--- 読む文章 ---
Business&Marketing Column
SDGs
ランキング
企業ブランド
2022.09.25
2015年9月25日に、国連サミットで“SDGs”を中心テーマとする「持続可能な開発のための2030アジェンダ」が採択されてから、本日で7年が経過しました。
“2030年”を目標年とするSDGsの取り組みに対して、これでおよそ半分近くの期間が経過したことになります。
そこで、今回は、これまで各企業が取り組んできたSDGsへの取り組み成果が、企業ブランドの評価に影響を及ぼしている可能性があるのか?「企業版SDGs調査」「Best Japan Brands」2つの調査/評価(ランキング)を用いて、その可能性を探ってみることとします。
1. 「企業版SDGs調査」と「Best Japan Brands」
最初に2つの調査/評価について簡単に説明をしておきます。
「企業版SDGs調査」は、(株)ブランド総合研究所が、2020年から毎年実施している調査で、企業が行っているSDGsの活動が一般消費者にどのくらい認知・理解され、評価されているのかを数値化しています。
第3回となる2022年版の調査結果は、9月9日に公開されています。
一方、「Best Japan Brands」は、世界最大のブランディングファームInterbrandの日本法人(株)インターブランドジャパンが、毎年実施しており、(ブランドの持つ価値を金額換算する独自のブランド価値評価手法を用いて)日本発のブランドを、グローバルのリーディングブランドと同じモノサシで評価し、ランキングとして発表しています。
2022年版のランキングは、2月24日に発表されています。
今回は、この2つの評価ランキングを比較することで、その可能性の有無に少しでも迫ってみることにしましょう。
2. SDGsランキングとブランド評価上位の比較
最初のグラフ①は、「企業版SDGs調査2022」の“上位25社(ブランド)”のうち、日本発のブランドではない「スターバックス」「日本マクドナルド」2社を(「Best Japan Brands」での評価対象外のため)除外し、縦軸に「企業版SDGs調査2022」の順位、横軸に「Best Japan Brands 2022」で対応する企業ブランドの順位をプロットしたものです。
このグラフからは...過半数の企業(ブランド)について、両方の調査/評価の順位が、概ね比例した位置にプロットされていることが見てとれます。
このことは、各企業のSDGsへの取り組み自体が、実際に企業ブランドの評価に影響していることを示唆しているものなのでしょうか?
3. 「企業版SDGs調査」評価ランキングの順位推移
そのことを探るため、続いて「企業版SDGs調査」の“2020-2022年(3年間)”の順位の推移を確認してみることにします。

--- データセットの行 ---
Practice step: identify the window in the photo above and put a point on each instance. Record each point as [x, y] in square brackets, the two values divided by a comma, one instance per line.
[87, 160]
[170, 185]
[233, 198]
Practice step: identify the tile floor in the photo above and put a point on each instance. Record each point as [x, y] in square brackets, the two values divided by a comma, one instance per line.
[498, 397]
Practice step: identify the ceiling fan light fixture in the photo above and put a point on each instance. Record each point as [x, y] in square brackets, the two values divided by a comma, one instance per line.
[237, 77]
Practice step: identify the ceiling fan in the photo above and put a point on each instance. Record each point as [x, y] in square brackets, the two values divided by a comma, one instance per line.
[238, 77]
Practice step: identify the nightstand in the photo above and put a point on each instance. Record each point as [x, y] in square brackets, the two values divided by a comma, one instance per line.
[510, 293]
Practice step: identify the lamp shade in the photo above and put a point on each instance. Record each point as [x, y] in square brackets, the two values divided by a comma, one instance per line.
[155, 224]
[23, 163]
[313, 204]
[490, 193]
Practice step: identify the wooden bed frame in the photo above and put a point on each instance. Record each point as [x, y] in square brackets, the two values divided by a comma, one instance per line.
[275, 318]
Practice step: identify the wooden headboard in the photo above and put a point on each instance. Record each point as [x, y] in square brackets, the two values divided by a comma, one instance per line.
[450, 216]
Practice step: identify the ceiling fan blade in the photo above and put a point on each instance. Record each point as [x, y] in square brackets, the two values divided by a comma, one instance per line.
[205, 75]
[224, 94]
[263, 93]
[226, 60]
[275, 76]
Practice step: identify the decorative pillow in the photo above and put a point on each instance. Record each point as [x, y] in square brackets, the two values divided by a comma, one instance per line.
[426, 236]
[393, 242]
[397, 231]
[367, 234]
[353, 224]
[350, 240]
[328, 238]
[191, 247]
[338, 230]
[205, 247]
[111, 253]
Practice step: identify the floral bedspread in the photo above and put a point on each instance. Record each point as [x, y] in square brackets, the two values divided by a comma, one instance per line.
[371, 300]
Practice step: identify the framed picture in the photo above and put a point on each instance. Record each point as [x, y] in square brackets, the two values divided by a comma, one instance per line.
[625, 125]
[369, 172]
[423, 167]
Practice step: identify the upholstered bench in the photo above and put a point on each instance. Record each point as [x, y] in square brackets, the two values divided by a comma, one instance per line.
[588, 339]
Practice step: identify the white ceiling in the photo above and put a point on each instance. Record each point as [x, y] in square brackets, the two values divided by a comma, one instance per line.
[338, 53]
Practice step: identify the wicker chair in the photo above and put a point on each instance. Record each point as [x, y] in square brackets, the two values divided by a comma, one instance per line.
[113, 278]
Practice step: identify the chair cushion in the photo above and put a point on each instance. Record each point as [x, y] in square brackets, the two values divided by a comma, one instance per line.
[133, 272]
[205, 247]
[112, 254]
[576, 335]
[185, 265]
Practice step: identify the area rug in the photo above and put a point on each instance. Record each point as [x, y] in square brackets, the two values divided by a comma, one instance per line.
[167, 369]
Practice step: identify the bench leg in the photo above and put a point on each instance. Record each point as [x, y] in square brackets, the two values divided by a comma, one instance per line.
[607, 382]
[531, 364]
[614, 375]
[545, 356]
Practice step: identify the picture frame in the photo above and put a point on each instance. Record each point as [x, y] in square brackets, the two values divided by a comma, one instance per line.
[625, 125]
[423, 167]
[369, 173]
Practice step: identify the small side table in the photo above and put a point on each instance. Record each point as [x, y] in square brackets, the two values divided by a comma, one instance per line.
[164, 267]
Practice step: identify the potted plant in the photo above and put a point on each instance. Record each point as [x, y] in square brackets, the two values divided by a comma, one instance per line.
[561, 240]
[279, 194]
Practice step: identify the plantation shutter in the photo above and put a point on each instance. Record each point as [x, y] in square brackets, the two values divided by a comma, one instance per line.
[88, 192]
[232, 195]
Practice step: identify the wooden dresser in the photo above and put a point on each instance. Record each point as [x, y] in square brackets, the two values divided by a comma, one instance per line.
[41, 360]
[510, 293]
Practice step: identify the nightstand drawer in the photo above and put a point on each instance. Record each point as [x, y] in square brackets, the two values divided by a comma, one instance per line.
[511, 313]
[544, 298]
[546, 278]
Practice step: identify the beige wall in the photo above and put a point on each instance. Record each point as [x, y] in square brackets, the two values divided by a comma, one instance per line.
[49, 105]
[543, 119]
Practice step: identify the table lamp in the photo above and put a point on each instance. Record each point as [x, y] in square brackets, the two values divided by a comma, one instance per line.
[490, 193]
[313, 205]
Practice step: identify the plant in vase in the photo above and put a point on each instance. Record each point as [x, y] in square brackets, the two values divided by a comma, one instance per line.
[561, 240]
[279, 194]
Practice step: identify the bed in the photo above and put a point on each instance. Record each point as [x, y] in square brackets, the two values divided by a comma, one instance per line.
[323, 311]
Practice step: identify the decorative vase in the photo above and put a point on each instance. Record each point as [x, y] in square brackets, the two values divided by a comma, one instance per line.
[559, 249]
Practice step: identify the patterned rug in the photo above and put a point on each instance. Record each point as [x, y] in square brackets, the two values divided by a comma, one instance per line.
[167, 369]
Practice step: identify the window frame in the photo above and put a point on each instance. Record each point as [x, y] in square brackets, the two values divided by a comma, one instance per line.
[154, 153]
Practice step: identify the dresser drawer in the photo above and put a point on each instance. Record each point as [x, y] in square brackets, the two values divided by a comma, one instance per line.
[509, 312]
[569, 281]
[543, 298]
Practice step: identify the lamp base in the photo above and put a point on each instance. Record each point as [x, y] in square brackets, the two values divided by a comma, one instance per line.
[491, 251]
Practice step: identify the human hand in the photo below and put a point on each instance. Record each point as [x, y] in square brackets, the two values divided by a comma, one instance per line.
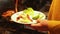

--- 取り組む課題 ---
• A. SDGsと企業ブランドのコラムにある番号付きの見出しを、番号を含めてすべて挙げてください。
• B. SDGsと企業ブランドのコラムを、最後の文の次から書き継いでください。

--- 最終回答 ---
• A.
1. 「企業版SDGs調査」と「Best Japan Brands」
2. SDGsランキングとブランド評価上位の比較
3. 「企業版SDGs調査」評価ランキングの順位推移

• B.
なお、このグラフ②では、両方の調査/評価にランクインしている“10社”をピックアップしています。
このグラフでは、(まだ調査自体の歴史が浅いこともあってか...?)比較的順位の変動が大きいことが見てとれ、特に、2021年では「日産自動車」「セブン-イレブン」「無印良品」が、(それぞれ「107位」「75位」「32位」と)大きく順位をランクアップさせている様子が読み取れます。
他にも「ヤクルト」が、2021年に大きくダウンさせた順位を、2022年に再度ばん回していることが分かります。
では、「Best Japan Brands」の評価の方は、どのような推移になっているでしょうか?
4. 「Best Japan Brands」Rankingsの順位推移
グラフ③が、「Best Japan Brands」の、同じく“2020-2022年”の順位の推移になります。
こちらのグラフでは、各企業ブランドとも、比較的安定した推移を見せていることからして...前述のグラフ②と大きく異なる推移をしています。
特に、グラフ②で変化の大きかった「日産自動車」「セブン-イレブン」「無印良品」なども、(2021年のSDGs調査の後となる)2022年版でも、それに比例するような大きな変化は確認できません。
なお、この評価では、「ブランド価値($)」の“前年比”も発表されていますので、そちらの推移も参考に掲載しておきます。
2021→2022年にかけての前年比は、「日産自動車」「無印良品」が、グラフ②同様に(それぞれ「△8%→5%」「△11%→0%」と)上昇の変化を見せていますが...これのみで、グラフ②の大きな順位変化を説明できると言えるか?は、(「セブン-イレブン」などは異なる推移を見せており)かなり厳しいものと思われます。
5. 企業のSDGsへの取り組み→企業ブランドへの影響
ここまでの(2つの調査/評価の比較の)結論からは...各企業が取り組んできたSDGsへの取り組み成果が、企業ブランドの評価に影響を及ぼしている可能性は、現時点では、あまりなさそう。と言えるのではないかと思います。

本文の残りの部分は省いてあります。